— Do this —
Retype exactly the stretch of lines that begins at the line containing "In this photo, each instance of the valley" and ends at the last line of the data, with no other lines.

— START Dataset content —

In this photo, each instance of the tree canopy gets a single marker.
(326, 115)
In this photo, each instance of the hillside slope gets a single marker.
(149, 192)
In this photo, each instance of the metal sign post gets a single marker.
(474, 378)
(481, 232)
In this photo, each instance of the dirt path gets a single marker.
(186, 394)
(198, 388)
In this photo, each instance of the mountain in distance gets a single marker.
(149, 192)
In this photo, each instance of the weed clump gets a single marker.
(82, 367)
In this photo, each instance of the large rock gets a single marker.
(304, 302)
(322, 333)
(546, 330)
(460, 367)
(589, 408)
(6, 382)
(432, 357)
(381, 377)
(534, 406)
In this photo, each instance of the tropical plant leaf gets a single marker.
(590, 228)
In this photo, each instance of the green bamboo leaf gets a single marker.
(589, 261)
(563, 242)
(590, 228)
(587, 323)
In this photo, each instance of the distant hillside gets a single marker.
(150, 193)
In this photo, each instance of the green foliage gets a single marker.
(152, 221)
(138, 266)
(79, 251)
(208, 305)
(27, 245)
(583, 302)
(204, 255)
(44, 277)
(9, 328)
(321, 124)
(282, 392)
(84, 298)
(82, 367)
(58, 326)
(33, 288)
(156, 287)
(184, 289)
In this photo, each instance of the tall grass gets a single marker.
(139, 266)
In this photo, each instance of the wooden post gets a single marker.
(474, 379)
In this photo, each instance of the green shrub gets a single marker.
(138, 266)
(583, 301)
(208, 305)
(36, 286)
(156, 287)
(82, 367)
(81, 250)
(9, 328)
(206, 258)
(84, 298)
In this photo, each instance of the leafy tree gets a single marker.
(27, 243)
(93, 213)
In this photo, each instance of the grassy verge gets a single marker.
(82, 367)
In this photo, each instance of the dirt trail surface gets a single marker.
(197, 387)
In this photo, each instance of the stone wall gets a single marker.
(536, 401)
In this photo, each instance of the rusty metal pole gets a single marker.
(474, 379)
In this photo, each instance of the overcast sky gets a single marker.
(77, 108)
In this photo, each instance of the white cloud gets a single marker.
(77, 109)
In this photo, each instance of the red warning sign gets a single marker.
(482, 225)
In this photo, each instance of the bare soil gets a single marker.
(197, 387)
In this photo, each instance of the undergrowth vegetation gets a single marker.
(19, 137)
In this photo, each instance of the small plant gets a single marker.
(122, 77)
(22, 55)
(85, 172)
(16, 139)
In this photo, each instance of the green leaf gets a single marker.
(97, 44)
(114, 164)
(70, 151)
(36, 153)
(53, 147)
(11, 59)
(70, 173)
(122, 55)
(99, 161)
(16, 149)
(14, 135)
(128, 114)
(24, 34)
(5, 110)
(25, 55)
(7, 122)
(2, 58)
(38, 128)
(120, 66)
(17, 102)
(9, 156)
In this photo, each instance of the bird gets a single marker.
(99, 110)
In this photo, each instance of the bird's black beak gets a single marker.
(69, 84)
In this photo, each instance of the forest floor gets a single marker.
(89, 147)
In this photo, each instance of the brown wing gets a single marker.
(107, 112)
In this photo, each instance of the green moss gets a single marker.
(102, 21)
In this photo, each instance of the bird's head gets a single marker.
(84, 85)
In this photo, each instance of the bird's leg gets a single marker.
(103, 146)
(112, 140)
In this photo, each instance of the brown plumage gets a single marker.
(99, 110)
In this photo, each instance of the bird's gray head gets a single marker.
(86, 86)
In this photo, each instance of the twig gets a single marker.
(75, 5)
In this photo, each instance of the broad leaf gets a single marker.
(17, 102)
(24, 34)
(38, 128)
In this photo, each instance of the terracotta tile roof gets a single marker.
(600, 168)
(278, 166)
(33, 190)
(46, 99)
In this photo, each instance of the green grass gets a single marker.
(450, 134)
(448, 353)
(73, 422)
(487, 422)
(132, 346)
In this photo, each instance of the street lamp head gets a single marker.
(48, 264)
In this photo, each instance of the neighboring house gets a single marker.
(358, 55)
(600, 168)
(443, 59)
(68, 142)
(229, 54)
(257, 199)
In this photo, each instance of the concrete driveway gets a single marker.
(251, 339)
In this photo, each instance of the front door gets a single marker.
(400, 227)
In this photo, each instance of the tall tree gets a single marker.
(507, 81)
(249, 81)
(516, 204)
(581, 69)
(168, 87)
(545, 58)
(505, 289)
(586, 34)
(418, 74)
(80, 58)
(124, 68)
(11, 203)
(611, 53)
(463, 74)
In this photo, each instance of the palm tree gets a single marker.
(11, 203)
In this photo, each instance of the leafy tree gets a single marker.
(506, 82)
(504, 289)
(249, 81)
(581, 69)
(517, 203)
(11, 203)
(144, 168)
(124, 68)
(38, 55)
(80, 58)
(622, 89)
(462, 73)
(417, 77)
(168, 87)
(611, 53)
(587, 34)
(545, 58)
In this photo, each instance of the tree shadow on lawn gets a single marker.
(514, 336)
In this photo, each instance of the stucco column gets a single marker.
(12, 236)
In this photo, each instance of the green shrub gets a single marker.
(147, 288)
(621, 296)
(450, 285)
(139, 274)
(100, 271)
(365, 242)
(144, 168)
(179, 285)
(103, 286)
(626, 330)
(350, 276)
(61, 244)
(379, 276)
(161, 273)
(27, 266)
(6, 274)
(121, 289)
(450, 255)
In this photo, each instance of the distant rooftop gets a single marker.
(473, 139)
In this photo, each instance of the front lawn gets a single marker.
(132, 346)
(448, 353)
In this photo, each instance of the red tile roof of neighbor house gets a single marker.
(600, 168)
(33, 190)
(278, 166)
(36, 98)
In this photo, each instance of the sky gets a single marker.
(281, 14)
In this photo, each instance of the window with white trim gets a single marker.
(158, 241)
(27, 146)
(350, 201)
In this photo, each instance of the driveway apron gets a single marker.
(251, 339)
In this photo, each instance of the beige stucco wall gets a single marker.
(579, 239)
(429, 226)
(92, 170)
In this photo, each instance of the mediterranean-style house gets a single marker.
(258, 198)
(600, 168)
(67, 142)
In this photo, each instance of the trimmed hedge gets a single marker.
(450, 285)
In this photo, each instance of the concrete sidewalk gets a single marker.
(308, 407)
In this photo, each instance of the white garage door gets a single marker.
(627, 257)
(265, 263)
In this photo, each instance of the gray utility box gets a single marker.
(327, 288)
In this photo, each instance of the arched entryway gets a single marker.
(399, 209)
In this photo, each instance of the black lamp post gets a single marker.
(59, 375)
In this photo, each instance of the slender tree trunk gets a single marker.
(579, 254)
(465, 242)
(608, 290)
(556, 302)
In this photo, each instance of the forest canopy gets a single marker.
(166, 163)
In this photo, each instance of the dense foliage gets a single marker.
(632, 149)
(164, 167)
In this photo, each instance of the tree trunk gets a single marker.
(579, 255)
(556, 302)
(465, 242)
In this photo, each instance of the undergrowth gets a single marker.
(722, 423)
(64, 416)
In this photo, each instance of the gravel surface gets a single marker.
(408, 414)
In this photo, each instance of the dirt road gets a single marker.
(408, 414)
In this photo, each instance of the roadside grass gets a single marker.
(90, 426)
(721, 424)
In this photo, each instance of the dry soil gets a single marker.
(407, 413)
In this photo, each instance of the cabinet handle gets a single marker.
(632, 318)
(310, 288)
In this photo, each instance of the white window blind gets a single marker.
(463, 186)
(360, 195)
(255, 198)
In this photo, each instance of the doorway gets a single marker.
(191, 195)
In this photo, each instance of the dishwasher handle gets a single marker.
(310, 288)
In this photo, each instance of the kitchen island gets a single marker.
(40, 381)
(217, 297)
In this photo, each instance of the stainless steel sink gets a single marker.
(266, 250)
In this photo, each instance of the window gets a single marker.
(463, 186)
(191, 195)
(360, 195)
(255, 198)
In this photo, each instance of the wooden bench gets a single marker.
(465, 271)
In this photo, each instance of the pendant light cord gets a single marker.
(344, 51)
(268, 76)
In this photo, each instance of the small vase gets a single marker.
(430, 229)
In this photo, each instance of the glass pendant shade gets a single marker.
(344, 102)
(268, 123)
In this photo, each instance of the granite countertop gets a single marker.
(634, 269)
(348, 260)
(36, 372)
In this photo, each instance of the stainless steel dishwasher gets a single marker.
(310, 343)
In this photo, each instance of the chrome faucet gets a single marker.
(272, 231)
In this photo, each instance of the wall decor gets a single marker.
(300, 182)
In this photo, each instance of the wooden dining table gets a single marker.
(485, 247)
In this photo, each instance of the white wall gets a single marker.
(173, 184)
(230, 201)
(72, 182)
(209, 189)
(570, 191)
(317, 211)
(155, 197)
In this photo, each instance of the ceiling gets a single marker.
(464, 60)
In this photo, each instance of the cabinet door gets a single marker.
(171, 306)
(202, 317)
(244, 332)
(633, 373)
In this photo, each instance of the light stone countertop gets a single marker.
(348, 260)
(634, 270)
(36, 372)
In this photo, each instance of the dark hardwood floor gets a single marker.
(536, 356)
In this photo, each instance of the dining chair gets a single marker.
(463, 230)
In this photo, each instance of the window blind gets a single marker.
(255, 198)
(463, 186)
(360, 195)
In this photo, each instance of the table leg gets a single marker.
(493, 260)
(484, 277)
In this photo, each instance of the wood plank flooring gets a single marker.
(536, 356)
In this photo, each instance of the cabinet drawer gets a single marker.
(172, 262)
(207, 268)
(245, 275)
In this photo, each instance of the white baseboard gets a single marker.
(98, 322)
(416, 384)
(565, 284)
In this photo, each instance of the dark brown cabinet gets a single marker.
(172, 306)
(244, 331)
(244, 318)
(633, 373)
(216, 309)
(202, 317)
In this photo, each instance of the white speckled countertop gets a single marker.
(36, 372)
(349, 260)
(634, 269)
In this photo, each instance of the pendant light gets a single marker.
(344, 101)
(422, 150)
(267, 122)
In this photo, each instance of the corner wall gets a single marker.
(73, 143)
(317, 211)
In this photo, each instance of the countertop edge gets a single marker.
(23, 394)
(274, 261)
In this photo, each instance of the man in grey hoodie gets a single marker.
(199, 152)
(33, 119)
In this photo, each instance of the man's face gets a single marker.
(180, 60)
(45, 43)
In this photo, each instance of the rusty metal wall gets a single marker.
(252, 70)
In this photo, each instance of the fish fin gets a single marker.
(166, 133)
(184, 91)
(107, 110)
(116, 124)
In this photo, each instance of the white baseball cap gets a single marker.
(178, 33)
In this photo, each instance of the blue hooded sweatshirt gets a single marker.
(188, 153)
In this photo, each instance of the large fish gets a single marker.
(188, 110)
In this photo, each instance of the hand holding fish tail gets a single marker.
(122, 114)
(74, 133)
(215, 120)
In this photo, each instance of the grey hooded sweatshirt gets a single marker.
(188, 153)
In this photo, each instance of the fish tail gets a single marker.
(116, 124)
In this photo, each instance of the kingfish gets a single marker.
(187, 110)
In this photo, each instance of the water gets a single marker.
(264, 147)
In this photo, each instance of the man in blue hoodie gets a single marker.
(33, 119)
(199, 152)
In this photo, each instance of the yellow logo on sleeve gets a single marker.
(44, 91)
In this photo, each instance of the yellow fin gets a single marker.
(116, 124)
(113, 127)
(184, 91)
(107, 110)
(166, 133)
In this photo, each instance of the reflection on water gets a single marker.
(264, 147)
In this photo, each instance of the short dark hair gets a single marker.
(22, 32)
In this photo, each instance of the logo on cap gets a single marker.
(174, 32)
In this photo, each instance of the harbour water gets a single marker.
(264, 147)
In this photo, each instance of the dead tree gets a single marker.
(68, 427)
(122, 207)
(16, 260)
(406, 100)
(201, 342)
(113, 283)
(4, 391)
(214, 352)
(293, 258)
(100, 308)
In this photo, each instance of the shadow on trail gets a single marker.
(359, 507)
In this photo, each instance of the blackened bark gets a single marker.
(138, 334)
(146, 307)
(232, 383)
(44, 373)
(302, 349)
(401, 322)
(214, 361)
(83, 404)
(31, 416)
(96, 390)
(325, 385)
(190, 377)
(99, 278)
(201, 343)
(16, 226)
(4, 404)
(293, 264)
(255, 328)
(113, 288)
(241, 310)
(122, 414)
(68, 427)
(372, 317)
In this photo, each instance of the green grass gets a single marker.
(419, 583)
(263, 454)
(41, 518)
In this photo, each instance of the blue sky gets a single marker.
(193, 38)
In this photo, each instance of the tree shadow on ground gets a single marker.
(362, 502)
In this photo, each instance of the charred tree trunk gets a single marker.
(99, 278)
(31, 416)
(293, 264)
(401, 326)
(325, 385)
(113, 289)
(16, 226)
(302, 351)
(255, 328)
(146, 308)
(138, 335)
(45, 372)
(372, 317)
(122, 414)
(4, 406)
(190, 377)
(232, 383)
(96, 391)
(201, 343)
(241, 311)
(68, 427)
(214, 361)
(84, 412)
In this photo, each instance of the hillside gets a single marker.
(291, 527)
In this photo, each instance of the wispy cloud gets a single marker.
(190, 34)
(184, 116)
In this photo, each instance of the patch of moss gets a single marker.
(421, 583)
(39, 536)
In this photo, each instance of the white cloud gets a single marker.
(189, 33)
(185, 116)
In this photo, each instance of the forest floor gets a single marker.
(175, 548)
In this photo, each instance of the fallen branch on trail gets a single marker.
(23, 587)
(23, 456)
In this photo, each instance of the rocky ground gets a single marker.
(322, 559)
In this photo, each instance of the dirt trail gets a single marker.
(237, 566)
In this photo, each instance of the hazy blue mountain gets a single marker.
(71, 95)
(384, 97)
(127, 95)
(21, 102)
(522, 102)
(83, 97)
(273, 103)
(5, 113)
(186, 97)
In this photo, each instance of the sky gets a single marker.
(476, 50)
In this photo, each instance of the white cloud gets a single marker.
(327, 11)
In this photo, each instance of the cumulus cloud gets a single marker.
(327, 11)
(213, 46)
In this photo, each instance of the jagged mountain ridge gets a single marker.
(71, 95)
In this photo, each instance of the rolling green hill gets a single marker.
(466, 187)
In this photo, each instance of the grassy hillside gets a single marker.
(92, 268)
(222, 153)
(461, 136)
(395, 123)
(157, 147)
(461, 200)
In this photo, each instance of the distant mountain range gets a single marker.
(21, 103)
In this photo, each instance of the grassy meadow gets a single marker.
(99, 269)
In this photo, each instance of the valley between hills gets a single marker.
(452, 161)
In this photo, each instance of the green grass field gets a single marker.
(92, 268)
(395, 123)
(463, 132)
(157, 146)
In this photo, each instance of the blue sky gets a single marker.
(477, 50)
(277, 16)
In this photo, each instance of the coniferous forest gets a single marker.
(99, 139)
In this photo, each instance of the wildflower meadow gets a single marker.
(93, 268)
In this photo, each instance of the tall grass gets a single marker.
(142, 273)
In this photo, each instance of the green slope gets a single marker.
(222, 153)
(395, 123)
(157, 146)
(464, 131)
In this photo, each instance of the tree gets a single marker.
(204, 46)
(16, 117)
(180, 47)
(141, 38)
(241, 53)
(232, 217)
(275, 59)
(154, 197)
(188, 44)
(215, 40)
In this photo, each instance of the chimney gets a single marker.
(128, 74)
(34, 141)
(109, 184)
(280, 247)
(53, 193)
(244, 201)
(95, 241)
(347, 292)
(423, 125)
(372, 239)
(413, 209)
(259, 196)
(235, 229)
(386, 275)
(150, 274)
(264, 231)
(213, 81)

— END Dataset content —

— Finished task —
In this photo, each instance of the valley between hills gets a single marker.
(452, 161)
In this photo, each instance of the green grass field gets a single marker.
(92, 268)
(395, 123)
(463, 132)
(157, 146)
In this photo, each instance of the blue sky gets a single marker.
(477, 50)
(277, 16)
In this photo, each instance of the coniferous forest gets a single marker.
(99, 139)
In this photo, each instance of the wildflower meadow gets a single marker.
(93, 268)
In this photo, each instance of the tall grass gets a single marker.
(142, 273)
In this photo, each instance of the green slope gets a single marker.
(222, 153)
(395, 123)
(157, 146)
(464, 131)
In this photo, each instance of the tree gets a single marker.
(204, 46)
(16, 117)
(180, 47)
(141, 38)
(241, 53)
(232, 217)
(275, 59)
(154, 197)
(188, 44)
(215, 40)
In this photo, each instance of the chimney gets a single marker.
(128, 74)
(34, 141)
(109, 184)
(280, 247)
(53, 193)
(244, 201)
(95, 241)
(347, 292)
(423, 125)
(372, 239)
(413, 209)
(259, 196)
(235, 229)
(386, 275)
(150, 274)
(264, 231)
(213, 81)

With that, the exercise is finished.